WHAT IS BEING ASKED:
Give the data again, word for word.

MATERIAL PROVIDED START

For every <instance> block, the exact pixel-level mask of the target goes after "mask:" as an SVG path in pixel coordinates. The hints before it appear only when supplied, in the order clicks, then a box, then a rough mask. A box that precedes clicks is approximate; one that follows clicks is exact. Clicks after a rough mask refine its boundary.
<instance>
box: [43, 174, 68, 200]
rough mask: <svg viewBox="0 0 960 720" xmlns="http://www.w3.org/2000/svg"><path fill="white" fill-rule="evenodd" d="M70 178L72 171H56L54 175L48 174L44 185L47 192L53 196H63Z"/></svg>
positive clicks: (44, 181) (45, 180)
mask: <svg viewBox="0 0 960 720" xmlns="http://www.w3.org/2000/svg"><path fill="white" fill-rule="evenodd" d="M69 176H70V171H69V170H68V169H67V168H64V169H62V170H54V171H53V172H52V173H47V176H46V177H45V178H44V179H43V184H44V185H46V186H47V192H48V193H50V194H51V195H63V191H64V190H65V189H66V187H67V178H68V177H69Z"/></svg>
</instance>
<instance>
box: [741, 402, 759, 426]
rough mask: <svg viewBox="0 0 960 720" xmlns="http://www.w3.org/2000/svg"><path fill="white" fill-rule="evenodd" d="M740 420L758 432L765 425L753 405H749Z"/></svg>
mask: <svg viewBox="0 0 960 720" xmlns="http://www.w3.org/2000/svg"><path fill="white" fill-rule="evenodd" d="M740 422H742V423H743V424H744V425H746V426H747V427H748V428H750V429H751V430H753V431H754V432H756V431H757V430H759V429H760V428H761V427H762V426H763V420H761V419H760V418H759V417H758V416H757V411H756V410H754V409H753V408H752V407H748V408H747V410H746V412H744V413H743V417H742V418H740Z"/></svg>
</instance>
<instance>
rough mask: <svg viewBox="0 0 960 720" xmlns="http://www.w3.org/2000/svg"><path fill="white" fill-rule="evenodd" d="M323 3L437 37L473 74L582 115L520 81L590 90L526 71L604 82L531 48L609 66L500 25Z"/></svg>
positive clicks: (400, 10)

MATERIAL PROVIDED END

RESPONSE TO THIS TASK:
For every <instance> block, the exact pixel-level mask of the target goes after "mask:" as an SVG path in pixel coordinates. The hints before it appear only when supplied, in the order clicks, then a box, then a rough mask. A box that precedes clicks is approximate; one that follows clicks is exact. Clicks after a rough mask refine its boundary.
<instance>
box: [43, 174, 68, 200]
rough mask: <svg viewBox="0 0 960 720" xmlns="http://www.w3.org/2000/svg"><path fill="white" fill-rule="evenodd" d="M70 178L72 171H56L54 175L48 174L44 185L47 192L53 196H63Z"/></svg>
positive clicks: (44, 181) (45, 180)
mask: <svg viewBox="0 0 960 720" xmlns="http://www.w3.org/2000/svg"><path fill="white" fill-rule="evenodd" d="M69 176H70V171H69V170H68V169H67V168H64V169H62V170H54V171H53V172H52V173H47V176H46V177H45V178H44V179H43V184H44V185H46V186H47V192H48V193H50V194H51V195H63V191H64V190H65V189H66V187H67V178H68V177H69Z"/></svg>
</instance>
<instance>
box: [741, 402, 759, 426]
rough mask: <svg viewBox="0 0 960 720" xmlns="http://www.w3.org/2000/svg"><path fill="white" fill-rule="evenodd" d="M740 420L758 432L765 425L753 405H749Z"/></svg>
mask: <svg viewBox="0 0 960 720" xmlns="http://www.w3.org/2000/svg"><path fill="white" fill-rule="evenodd" d="M740 422H742V423H743V424H744V425H746V426H747V427H748V428H750V429H751V430H753V431H754V432H756V431H757V430H759V429H760V428H761V427H762V426H763V420H761V419H760V418H759V417H758V416H757V411H756V410H754V409H753V408H752V407H748V408H747V410H746V412H744V413H743V417H742V418H740Z"/></svg>
</instance>
<instance>
rough mask: <svg viewBox="0 0 960 720" xmlns="http://www.w3.org/2000/svg"><path fill="white" fill-rule="evenodd" d="M323 3L437 37L473 74L582 115L520 81L590 90L526 71L604 82L531 48L609 66L500 25Z"/></svg>
positive clicks: (400, 10)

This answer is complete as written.